■ PAGE EXCERPT

BEGIN

I have always been a big believer in signs, in the idea that God/the powers that be/the universe/whatever point us in particular directions and provide us with instances of clarity and vision in the chaos that is our day-to-day lives. When I was young, I was convinced that these signs were quite literal - that I would ask Allah a question and an answer would be provided, like a billboard along the road of life, just for me. As I grew older, I came to understand that life is not so clear, and signs are not always so obvious. And my philosophy on signs has changed a lot.


I still believe, at a fundamental level, that Allah answers our prayers. I believe that Allah hears us and responds. In fact that is one of the names of Allah (and today’s snowflake) - al-Mujib, the one who answers. But I also believe that the response isn’t always the one we’re looking for, and that signs are often what we make of them, rather than objective indicators of a path or direction.





The best examples I have of this are also the moments in which making a decision has been the hardest. Like in 2006, when I finally got into the graduate program I had been dreaming about for basically my whole life, only to find it wasn’t a good fit. I was miserably homesick and nothing felt right and I just bring myself to say so. And then I found bedbugs in my teeny tiny little central London flat, and that was it. For me, that was the sign. And people thought I was absolutely out of my mind - many still do when I tell this story, and maybe you do as you read it. But I knew then, and I still know now, that those bed bugs were an answered prayer. In the one of the hardest (and grossest!) ways possible, but an answer nonetheless, a flashing neon sign, a push to make me do the thing I knew I needed to do.


And this has been the pattern in my life - that I pray, I ask for things, and they come, but never ever in the way I think they should. “Man plans and God laughs” as they say. And let me tell you, Allah has one hell of a sense of humour. Or, as Joey Potter once said in Dawson’s Creek, “dreams come true, not free.” I asked for stability and an easing of financial strain, and Allah sends a pandemic that locks me down at home but lets me keep all four of my jobs and do even more with each. And I’m not saying the pandemic is a good thing or minimizing the terrible impact it has had, and I’m certainly not making the incredibly egotistical claim that it is about me at all really. It’s just the meaning I’ve made from it.

END

■ Collected data
BEGIN

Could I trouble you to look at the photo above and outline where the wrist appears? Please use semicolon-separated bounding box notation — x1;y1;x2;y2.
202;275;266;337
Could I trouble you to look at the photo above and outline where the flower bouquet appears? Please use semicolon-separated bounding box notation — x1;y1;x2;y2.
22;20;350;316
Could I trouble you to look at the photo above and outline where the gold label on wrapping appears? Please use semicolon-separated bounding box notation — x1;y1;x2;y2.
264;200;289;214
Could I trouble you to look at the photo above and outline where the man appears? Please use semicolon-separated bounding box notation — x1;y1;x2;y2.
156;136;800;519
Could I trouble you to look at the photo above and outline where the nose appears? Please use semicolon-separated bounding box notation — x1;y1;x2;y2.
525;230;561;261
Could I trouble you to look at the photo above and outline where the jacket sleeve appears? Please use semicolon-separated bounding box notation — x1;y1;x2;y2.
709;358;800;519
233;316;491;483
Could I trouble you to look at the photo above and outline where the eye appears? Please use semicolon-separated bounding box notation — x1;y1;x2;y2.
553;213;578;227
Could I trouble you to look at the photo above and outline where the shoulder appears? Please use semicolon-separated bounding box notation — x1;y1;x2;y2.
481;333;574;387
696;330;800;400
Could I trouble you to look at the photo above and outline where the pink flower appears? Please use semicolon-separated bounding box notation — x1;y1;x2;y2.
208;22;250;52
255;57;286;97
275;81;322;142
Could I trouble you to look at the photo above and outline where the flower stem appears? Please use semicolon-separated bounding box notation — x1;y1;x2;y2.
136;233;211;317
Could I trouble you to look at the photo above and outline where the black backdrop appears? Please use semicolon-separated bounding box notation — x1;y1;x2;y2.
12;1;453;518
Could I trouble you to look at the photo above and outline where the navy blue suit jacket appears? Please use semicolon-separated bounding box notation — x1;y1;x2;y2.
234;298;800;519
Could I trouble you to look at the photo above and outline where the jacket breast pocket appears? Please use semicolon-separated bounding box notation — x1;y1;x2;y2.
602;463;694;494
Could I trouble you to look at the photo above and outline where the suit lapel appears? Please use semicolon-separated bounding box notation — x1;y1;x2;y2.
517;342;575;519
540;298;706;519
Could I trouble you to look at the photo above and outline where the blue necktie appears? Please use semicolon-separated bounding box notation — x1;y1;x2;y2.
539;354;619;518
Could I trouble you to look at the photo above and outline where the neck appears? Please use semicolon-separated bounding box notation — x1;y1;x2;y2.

END

Copy the passage about signs word for word, from "The best examples" up to and including "needed to do.". Work from the passage about signs alone.

■ RESPONSE BOX
The best examples I have of this are also the moments in which making a decision has been the hardest. Like in 2006, when I finally got into the graduate program I had been dreaming about for basically my whole life, only to find it wasn’t a good fit. I was miserably homesick and nothing felt right and I just bring myself to say so. And then I found bedbugs in my teeny tiny little central London flat, and that was it. For me, that was the sign. And people thought I was absolutely out of my mind - many still do when I tell this story, and maybe you do as you read it. But I knew then, and I still know now, that those bed bugs were an answered prayer. In the one of the hardest (and grossest!) ways possible, but an answer nonetheless, a flashing neon sign, a push to make me do the thing I knew I needed to do.